%%

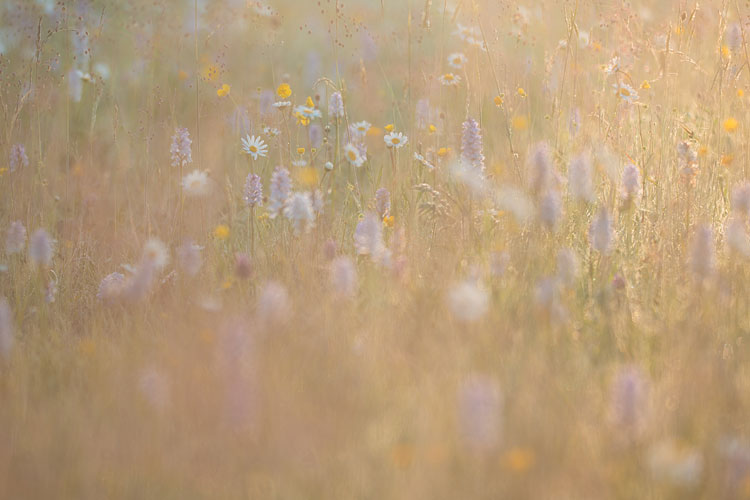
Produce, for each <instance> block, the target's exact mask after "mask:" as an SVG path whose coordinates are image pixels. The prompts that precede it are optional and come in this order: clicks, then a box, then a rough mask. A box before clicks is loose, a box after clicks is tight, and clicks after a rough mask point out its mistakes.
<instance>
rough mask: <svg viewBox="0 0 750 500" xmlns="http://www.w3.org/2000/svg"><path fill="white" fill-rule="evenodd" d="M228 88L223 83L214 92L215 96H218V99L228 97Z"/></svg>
mask: <svg viewBox="0 0 750 500" xmlns="http://www.w3.org/2000/svg"><path fill="white" fill-rule="evenodd" d="M229 88H230V87H229V85H228V84H226V83H225V84H224V85H222V86H221V87H220V88H219V89H218V90H217V91H216V95H217V96H219V97H226V96H228V95H229Z"/></svg>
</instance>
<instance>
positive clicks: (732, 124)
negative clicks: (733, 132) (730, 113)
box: [724, 116, 740, 133]
mask: <svg viewBox="0 0 750 500" xmlns="http://www.w3.org/2000/svg"><path fill="white" fill-rule="evenodd" d="M739 126H740V122H738V121H737V119H736V118H732V117H731V116H730V117H729V118H727V119H726V120H724V130H726V131H727V132H730V133H731V132H734V131H735V130H737V127H739Z"/></svg>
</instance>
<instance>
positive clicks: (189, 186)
mask: <svg viewBox="0 0 750 500" xmlns="http://www.w3.org/2000/svg"><path fill="white" fill-rule="evenodd" d="M208 188H209V181H208V174H206V172H201V171H200V170H193V171H192V172H190V173H189V174H187V175H186V176H185V177H183V178H182V189H183V191H185V194H186V195H188V196H194V197H196V198H197V197H200V196H205V195H207V194H208V190H209V189H208Z"/></svg>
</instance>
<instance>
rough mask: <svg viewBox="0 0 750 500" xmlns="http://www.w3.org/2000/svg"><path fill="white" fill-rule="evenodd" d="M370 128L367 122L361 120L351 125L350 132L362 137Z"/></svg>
mask: <svg viewBox="0 0 750 500" xmlns="http://www.w3.org/2000/svg"><path fill="white" fill-rule="evenodd" d="M371 126H372V125H370V123H369V122H366V121H364V120H362V121H361V122H357V123H355V124H353V125H352V132H354V133H356V134H358V135H362V136H363V135H365V134H366V133H367V131H368V130H370V127H371Z"/></svg>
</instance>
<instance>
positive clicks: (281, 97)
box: [276, 83, 292, 99]
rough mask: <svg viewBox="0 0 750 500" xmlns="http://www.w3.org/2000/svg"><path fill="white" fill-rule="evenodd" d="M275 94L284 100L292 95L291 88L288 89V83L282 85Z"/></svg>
mask: <svg viewBox="0 0 750 500" xmlns="http://www.w3.org/2000/svg"><path fill="white" fill-rule="evenodd" d="M276 94H277V95H278V96H279V97H281V98H282V99H286V98H287V97H289V96H290V95H292V87H290V86H289V84H288V83H282V84H281V85H279V87H278V88H277V89H276Z"/></svg>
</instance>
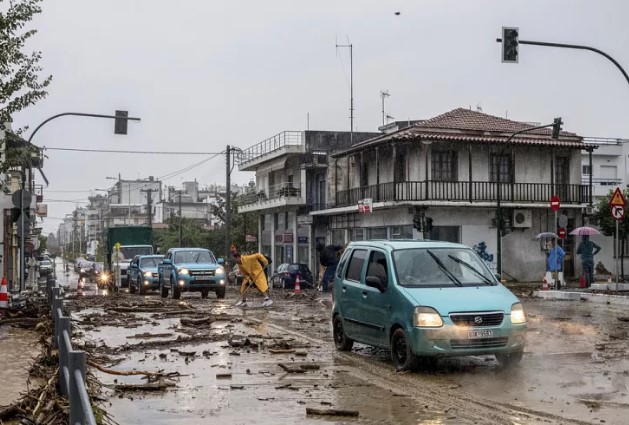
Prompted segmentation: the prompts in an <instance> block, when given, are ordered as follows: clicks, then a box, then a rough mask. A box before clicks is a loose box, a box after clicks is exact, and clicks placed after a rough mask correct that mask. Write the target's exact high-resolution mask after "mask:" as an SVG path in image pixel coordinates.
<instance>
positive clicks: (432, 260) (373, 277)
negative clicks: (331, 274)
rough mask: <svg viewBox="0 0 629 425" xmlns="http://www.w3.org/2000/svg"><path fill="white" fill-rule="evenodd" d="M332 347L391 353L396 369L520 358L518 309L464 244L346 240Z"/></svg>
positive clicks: (336, 300) (333, 308) (333, 325)
mask: <svg viewBox="0 0 629 425" xmlns="http://www.w3.org/2000/svg"><path fill="white" fill-rule="evenodd" d="M332 323H333V336H334V343H335V345H336V348H337V349H339V350H351V348H352V346H353V344H354V341H356V342H360V343H364V344H369V345H372V346H376V347H382V348H385V349H388V350H390V352H391V358H392V360H393V363H394V365H395V367H396V368H397V369H398V370H410V369H414V368H415V367H416V366H418V364H419V363H420V361H421V360H422V359H434V358H439V357H452V356H475V355H494V356H495V357H496V359H497V360H498V362H499V363H500V364H501V365H503V366H511V365H515V364H517V363H519V361H520V360H521V359H522V355H523V352H524V347H525V343H526V317H525V314H524V310H523V309H522V304H521V303H520V301H519V300H518V299H517V298H516V296H515V295H513V294H512V293H511V292H510V291H509V290H508V289H507V288H505V287H504V286H503V285H502V284H501V283H500V282H499V281H498V279H497V277H496V276H495V275H493V274H492V273H491V271H490V270H489V269H488V267H487V265H486V264H485V263H484V262H483V261H482V260H481V259H480V257H479V256H478V255H477V254H476V252H475V251H473V250H472V249H470V248H469V247H467V246H465V245H460V244H455V243H449V242H439V241H421V240H391V241H361V242H351V243H350V244H349V245H348V247H347V249H346V250H345V252H344V253H343V256H342V257H341V261H340V262H339V265H338V268H337V271H336V274H335V279H334V289H333V310H332Z"/></svg>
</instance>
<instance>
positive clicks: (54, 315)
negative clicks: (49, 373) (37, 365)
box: [46, 275, 96, 425]
mask: <svg viewBox="0 0 629 425" xmlns="http://www.w3.org/2000/svg"><path fill="white" fill-rule="evenodd" d="M46 293H47V295H48V301H49V303H50V306H51V308H52V318H53V321H54V333H53V335H52V343H53V345H54V346H55V347H56V348H58V349H59V388H60V390H61V394H62V395H64V396H65V397H67V398H68V401H69V402H70V421H69V423H70V424H71V425H76V424H80V425H96V418H95V417H94V412H93V410H92V404H91V402H90V396H89V394H88V393H87V387H86V385H85V380H86V376H87V375H86V373H85V357H86V356H85V351H78V350H74V349H73V348H72V338H71V335H72V330H71V327H70V317H67V316H64V315H63V294H62V291H61V288H60V287H59V285H57V283H56V280H55V279H54V277H52V276H51V275H49V276H48V278H47V280H46Z"/></svg>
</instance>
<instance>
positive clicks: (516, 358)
mask: <svg viewBox="0 0 629 425" xmlns="http://www.w3.org/2000/svg"><path fill="white" fill-rule="evenodd" d="M523 355H524V352H523V351H514V352H513V353H496V360H498V363H500V365H501V366H502V367H512V366H515V365H517V364H518V363H520V360H522V356H523Z"/></svg>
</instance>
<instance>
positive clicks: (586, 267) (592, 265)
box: [577, 235, 601, 288]
mask: <svg viewBox="0 0 629 425" xmlns="http://www.w3.org/2000/svg"><path fill="white" fill-rule="evenodd" d="M600 250H601V247H600V246H598V245H596V244H595V243H594V242H592V241H591V240H590V237H589V236H587V235H585V236H583V239H582V240H581V243H580V244H579V247H578V248H577V254H580V255H581V265H582V266H583V274H584V275H585V286H586V287H587V288H589V287H590V286H591V285H592V283H593V282H594V256H595V255H596V254H598V252H599V251H600Z"/></svg>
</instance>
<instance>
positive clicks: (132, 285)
mask: <svg viewBox="0 0 629 425" xmlns="http://www.w3.org/2000/svg"><path fill="white" fill-rule="evenodd" d="M163 259H164V256H163V255H136V256H135V257H134V258H133V260H131V264H129V272H128V273H127V276H128V278H129V292H131V293H132V294H135V293H136V292H139V293H140V295H144V294H146V291H147V290H149V289H159V279H158V274H157V267H158V266H159V263H161V262H162V260H163Z"/></svg>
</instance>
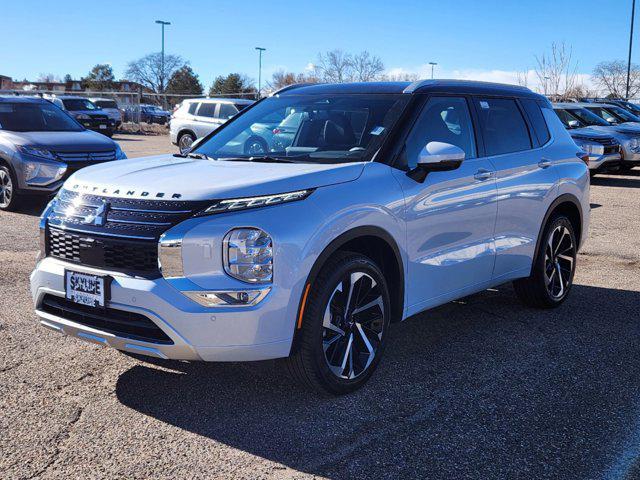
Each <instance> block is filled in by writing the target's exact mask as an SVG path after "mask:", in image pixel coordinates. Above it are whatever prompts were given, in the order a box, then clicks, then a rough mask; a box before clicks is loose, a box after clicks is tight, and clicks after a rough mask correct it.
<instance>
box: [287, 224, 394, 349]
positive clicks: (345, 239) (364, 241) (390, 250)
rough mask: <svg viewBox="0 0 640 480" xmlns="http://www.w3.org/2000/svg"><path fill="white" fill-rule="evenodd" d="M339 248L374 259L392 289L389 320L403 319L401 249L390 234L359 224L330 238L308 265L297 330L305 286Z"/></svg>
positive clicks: (312, 281)
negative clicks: (324, 247)
mask: <svg viewBox="0 0 640 480" xmlns="http://www.w3.org/2000/svg"><path fill="white" fill-rule="evenodd" d="M338 251H348V252H355V253H360V254H363V255H365V256H367V257H369V258H371V259H372V260H373V261H374V262H376V264H377V265H378V266H379V267H380V269H381V270H382V273H383V274H384V276H385V279H386V280H387V284H388V285H389V286H391V285H393V288H389V295H390V297H391V310H392V311H391V320H392V321H394V322H397V321H400V320H402V315H403V312H404V263H403V260H402V255H401V253H400V248H399V247H398V244H397V242H396V241H395V239H394V238H393V236H392V235H391V234H390V233H389V232H387V231H386V230H384V229H382V228H380V227H376V226H359V227H355V228H353V229H351V230H348V231H346V232H344V233H342V234H341V235H339V236H338V237H336V238H335V239H334V240H333V241H331V243H329V244H328V245H327V246H326V247H325V248H324V250H323V251H322V253H321V254H320V255H319V256H318V258H317V259H316V261H315V262H314V264H313V267H311V270H310V272H309V275H308V276H307V279H306V281H305V286H304V289H303V295H302V297H301V298H300V301H299V305H298V310H297V316H296V332H297V331H298V330H299V328H298V320H299V319H300V316H301V314H302V313H303V308H304V301H305V300H306V293H307V289H308V288H309V287H310V286H311V285H313V282H314V281H315V279H316V278H317V276H318V274H319V273H320V270H321V269H322V267H323V266H324V264H325V263H326V262H327V260H328V259H329V258H330V257H331V255H333V254H334V253H336V252H338ZM295 337H296V335H294V342H295Z"/></svg>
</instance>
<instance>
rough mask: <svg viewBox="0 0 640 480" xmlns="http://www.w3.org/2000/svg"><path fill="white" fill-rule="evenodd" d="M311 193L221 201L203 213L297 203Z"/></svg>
mask: <svg viewBox="0 0 640 480" xmlns="http://www.w3.org/2000/svg"><path fill="white" fill-rule="evenodd" d="M311 192H313V190H298V191H296V192H288V193H279V194H276V195H264V196H261V197H246V198H232V199H229V200H220V201H218V202H216V203H214V204H213V205H211V206H210V207H209V208H207V209H206V210H205V211H204V212H202V215H207V214H212V213H222V212H230V211H235V210H245V209H247V208H257V207H266V206H269V205H277V204H280V203H289V202H295V201H297V200H304V199H305V198H307V197H308V196H309V195H311Z"/></svg>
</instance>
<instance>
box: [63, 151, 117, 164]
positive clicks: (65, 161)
mask: <svg viewBox="0 0 640 480" xmlns="http://www.w3.org/2000/svg"><path fill="white" fill-rule="evenodd" d="M55 154H56V156H57V157H58V158H59V159H60V160H62V161H63V162H66V163H76V162H88V163H89V164H92V163H98V162H109V161H111V160H115V159H116V151H115V150H108V151H106V152H55ZM85 166H86V165H85Z"/></svg>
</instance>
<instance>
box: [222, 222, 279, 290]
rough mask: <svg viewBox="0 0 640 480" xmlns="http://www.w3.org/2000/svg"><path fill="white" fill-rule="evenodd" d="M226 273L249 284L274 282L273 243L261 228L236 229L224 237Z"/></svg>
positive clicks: (238, 279) (230, 275)
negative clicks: (273, 276) (273, 269)
mask: <svg viewBox="0 0 640 480" xmlns="http://www.w3.org/2000/svg"><path fill="white" fill-rule="evenodd" d="M223 256H224V271H225V272H227V274H229V275H230V276H232V277H233V278H237V279H238V280H241V281H243V282H248V283H268V282H271V281H272V280H273V242H272V240H271V237H270V236H269V235H267V233H265V232H263V231H262V230H260V229H259V228H236V229H234V230H231V231H230V232H229V233H227V235H226V236H225V237H224V242H223Z"/></svg>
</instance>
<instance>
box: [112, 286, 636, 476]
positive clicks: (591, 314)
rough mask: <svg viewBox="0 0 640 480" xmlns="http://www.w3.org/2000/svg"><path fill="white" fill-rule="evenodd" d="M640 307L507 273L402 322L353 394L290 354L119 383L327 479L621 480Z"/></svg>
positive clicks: (262, 453) (153, 363) (165, 369)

%%

*What this task involves*. Return every line of the items above that contains the string "negative".

*Answer space*.
negative clicks: (733, 132) (730, 113)
negative clicks: (331, 274)
negative clicks: (49, 373) (37, 365)
negative clicks: (324, 247)
negative clicks: (273, 276) (273, 269)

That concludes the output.